→ Ausgangstext
--------------------

Martin Debes über Denkmalstürze.

Es war vor langer Zeit oder neulich, je nachdem, da besuchte ich eine Polytechnische Oberschule, die nach Wilhelm Pieck benannt war. Es war der erste und gleichzeitig letzte Präsident jenes Staates, dessen Nennung nur selten ohne das Adjektiv „ehemalig“ auskommt, so, als reiche es nicht, dass er nicht mehr existiert. Es redet ja auch niemand vom ehemaligen Heiligen Römischen Reich deutscher Nation, dabei ist es ja, nun ja, deutlich ehemaliger als die kleine und kurzlebige DDR.

--------------------

→ Gespeicherte Datensätze

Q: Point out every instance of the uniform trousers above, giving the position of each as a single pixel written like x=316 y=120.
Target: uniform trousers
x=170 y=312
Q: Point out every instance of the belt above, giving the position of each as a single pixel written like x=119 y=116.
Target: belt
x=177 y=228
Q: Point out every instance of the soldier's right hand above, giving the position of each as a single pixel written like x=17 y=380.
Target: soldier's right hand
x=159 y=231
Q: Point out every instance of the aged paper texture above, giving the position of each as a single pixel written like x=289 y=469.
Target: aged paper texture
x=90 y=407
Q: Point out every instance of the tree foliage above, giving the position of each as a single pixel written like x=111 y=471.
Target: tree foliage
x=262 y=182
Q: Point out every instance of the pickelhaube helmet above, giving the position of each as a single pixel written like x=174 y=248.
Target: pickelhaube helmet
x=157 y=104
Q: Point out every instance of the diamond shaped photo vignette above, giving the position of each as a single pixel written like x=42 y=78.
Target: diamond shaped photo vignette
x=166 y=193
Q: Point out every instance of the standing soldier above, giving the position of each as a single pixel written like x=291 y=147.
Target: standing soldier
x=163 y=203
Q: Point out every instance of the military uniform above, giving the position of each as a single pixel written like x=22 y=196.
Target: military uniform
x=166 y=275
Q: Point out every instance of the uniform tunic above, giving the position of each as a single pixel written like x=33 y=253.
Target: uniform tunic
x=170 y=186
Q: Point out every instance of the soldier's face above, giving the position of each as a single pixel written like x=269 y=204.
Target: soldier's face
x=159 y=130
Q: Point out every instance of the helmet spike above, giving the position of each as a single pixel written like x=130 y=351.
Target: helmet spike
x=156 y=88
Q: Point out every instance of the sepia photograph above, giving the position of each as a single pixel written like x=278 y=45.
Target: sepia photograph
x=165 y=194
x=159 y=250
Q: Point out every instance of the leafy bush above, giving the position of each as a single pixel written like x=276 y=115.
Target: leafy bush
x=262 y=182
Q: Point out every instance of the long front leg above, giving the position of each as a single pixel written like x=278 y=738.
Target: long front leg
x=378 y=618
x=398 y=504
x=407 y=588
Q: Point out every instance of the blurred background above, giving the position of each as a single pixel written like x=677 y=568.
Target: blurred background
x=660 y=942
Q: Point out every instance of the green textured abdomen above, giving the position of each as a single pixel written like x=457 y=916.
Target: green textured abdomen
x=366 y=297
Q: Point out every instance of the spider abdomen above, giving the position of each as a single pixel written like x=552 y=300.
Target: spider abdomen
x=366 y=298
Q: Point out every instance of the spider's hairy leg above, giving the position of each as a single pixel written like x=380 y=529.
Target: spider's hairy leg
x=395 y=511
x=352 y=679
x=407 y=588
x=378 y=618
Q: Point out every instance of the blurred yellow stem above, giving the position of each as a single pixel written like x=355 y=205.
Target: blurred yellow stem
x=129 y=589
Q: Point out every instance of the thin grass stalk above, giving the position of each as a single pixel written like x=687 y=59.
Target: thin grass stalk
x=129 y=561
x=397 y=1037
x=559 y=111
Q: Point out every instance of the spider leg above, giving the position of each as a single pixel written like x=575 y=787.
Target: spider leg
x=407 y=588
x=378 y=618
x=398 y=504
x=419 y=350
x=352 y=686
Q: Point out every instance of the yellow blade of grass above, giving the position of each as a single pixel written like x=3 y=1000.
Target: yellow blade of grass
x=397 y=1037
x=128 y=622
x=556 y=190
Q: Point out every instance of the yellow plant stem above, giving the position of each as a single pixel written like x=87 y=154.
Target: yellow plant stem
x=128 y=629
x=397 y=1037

--------------------

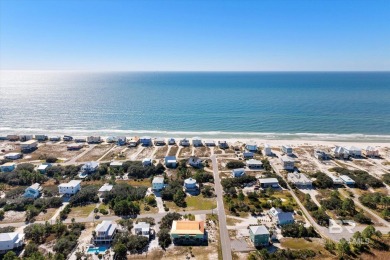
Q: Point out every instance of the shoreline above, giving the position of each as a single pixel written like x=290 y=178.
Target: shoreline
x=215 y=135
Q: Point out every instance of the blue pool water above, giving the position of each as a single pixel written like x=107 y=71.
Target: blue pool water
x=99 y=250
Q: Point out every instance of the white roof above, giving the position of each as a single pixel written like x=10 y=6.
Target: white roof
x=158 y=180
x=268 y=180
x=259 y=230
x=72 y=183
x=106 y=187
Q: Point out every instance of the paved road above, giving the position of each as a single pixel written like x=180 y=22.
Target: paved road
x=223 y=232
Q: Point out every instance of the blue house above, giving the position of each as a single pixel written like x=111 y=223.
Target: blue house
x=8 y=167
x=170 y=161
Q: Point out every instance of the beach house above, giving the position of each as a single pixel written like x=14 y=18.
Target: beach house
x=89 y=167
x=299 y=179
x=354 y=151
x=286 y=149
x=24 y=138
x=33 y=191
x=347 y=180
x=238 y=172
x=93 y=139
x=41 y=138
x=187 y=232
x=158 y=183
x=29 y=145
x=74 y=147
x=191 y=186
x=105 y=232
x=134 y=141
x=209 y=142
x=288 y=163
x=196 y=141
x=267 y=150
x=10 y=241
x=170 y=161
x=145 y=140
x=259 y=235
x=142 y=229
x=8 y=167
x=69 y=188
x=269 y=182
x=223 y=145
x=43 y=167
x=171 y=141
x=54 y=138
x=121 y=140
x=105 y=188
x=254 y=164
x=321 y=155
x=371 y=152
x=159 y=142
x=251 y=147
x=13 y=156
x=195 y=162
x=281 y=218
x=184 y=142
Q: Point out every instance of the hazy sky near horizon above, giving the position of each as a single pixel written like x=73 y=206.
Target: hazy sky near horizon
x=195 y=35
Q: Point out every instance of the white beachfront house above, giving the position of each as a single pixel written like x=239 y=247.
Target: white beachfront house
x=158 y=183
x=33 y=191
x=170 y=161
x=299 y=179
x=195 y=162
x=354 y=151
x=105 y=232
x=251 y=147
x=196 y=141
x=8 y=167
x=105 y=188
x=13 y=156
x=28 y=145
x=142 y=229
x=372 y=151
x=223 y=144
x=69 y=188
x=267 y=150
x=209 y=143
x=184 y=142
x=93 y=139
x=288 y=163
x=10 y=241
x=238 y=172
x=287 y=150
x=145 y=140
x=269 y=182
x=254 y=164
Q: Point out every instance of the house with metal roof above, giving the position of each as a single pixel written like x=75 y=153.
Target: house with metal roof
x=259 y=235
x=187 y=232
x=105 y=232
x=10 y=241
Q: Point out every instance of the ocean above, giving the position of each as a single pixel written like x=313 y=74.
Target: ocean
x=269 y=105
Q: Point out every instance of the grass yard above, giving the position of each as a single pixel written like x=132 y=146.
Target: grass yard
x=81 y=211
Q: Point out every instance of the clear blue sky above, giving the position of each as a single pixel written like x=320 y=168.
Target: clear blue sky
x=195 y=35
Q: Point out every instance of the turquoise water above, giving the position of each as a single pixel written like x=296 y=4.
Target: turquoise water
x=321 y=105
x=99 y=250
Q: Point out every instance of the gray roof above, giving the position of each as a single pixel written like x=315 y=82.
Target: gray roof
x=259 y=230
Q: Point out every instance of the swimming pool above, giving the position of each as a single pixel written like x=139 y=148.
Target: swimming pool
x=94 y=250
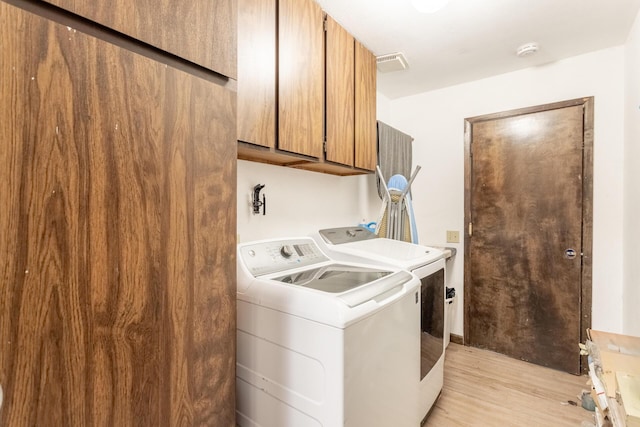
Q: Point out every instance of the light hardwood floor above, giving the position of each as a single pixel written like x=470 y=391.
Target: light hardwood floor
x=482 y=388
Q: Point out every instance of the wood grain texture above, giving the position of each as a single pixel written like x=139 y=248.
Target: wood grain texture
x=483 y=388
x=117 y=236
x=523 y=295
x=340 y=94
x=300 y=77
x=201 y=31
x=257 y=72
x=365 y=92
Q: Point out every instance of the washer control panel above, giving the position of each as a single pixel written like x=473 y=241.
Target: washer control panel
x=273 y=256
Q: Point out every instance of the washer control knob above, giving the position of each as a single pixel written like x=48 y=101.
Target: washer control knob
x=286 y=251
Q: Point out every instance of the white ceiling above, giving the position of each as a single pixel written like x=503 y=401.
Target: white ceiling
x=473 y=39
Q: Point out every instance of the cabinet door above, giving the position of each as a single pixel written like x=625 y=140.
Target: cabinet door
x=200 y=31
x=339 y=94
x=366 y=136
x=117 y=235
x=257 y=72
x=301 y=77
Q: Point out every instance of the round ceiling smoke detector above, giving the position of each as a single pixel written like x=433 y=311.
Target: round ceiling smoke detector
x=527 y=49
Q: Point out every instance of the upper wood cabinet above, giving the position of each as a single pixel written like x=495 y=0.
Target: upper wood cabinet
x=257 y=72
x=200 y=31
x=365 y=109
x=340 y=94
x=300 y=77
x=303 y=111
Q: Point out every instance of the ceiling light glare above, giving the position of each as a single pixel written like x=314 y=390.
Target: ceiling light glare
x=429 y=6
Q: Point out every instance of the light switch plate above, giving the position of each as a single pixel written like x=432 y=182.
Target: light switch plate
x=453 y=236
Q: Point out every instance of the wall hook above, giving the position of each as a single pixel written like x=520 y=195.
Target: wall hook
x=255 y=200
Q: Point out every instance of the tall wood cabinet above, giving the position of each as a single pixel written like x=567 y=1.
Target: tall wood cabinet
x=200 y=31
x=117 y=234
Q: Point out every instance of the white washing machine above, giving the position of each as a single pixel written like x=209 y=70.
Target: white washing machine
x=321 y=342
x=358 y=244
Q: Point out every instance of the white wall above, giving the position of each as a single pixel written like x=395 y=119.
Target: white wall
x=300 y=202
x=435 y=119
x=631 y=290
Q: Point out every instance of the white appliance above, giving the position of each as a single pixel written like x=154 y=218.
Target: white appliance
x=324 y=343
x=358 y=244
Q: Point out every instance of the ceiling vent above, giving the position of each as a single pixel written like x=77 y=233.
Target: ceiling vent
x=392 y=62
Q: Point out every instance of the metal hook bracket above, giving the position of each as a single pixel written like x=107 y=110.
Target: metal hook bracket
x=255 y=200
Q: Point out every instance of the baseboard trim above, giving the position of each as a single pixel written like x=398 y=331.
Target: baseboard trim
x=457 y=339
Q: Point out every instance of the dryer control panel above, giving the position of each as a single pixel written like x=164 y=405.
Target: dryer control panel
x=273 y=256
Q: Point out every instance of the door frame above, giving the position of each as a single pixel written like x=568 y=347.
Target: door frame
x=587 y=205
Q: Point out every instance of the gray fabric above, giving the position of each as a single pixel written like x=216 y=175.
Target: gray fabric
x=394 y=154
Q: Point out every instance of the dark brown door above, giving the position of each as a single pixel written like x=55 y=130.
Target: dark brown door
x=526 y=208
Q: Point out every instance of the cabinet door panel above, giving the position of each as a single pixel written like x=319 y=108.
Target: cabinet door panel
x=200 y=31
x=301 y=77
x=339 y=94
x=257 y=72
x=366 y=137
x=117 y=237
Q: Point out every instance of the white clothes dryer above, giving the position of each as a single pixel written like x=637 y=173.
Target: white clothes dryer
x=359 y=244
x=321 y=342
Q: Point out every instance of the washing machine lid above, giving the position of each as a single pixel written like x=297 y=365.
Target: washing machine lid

--------------------

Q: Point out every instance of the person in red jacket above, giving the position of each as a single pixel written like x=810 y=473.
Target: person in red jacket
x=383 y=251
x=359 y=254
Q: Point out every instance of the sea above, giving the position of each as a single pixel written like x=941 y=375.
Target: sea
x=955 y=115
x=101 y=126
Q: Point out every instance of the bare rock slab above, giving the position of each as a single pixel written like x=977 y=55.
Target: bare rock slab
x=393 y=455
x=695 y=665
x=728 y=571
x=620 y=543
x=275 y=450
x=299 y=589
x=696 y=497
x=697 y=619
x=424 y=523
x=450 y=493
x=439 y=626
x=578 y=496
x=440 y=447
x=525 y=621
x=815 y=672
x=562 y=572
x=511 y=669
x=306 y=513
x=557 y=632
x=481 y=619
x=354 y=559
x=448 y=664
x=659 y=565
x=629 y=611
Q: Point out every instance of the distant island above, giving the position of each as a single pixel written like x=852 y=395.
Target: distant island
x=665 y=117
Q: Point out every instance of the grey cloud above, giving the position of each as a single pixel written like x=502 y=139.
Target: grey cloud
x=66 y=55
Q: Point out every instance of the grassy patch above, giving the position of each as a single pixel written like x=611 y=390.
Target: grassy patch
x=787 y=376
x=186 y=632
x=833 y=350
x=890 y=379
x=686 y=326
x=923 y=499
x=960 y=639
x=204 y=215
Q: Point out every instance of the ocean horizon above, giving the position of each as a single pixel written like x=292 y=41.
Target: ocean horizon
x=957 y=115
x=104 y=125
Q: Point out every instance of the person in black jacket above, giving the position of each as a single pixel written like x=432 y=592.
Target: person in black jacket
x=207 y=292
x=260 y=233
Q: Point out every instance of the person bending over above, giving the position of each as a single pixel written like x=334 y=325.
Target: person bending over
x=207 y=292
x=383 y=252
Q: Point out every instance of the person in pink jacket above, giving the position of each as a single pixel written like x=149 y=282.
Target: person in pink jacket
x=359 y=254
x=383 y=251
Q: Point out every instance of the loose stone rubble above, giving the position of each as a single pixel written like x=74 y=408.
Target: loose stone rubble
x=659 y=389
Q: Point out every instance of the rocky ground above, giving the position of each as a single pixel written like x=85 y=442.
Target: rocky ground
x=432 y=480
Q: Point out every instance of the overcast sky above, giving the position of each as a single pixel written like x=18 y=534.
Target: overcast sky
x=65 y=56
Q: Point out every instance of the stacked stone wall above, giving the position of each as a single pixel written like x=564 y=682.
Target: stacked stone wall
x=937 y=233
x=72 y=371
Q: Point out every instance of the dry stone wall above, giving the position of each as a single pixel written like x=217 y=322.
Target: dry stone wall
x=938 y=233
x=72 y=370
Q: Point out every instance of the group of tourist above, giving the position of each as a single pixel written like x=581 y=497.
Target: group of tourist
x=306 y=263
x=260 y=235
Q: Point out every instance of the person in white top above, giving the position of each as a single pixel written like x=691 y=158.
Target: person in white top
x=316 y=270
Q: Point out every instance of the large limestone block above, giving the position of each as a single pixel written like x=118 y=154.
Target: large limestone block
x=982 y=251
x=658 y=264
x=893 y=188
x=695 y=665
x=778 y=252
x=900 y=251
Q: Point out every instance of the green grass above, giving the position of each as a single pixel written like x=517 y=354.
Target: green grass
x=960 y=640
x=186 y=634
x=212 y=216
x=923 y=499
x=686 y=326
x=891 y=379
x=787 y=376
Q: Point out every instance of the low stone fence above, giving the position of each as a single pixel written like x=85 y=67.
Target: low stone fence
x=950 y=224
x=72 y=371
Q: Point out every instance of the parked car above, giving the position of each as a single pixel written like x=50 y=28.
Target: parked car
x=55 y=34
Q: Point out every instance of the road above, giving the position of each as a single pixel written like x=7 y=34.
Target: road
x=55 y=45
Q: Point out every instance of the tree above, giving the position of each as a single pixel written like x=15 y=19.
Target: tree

--------------------

→ Aufgaben
**1)** Geben Sie den Abschnitt des Ausgangstexts wortgetreu aus, beginnend mit „Es war vor langer“ und fortlaufend bis einschließlich „und kurzlebige DDR.“.
**2)** Welche Begründung liefert der Ausgangstext dafür, dass das Adjektiv „ehemalig“ bei der Nennung der DDR überflüssig wirkt? Antworten Sie in ein bis drei Sätzen.

→ Lösungen
**1)**
Es war vor langer Zeit oder neulich, je nachdem, da besuchte ich eine Polytechnische Oberschule, die nach Wilhelm Pieck benannt war. Es war der erste und gleichzeitig letzte Präsident jenes Staates, dessen Nennung nur selten ohne das Adjektiv „ehemalig“ auskommt, so, als reiche es nicht, dass er nicht mehr existiert. Es redet ja auch niemand vom ehemaligen Heiligen Römischen Reich deutscher Nation, dabei ist es ja, nun ja, deutlich ehemaliger als die kleine und kurzlebige DDR.

**2)** Das Adjektiv wird so verwendet, als reiche es nicht aus, dass der Staat nicht mehr existiert. Außerdem spricht niemand vom ehemaligen Heiligen Römischen Reich deutscher Nation, obwohl dieses deutlich ehemaliger ist als die kleine und kurzlebige DDR.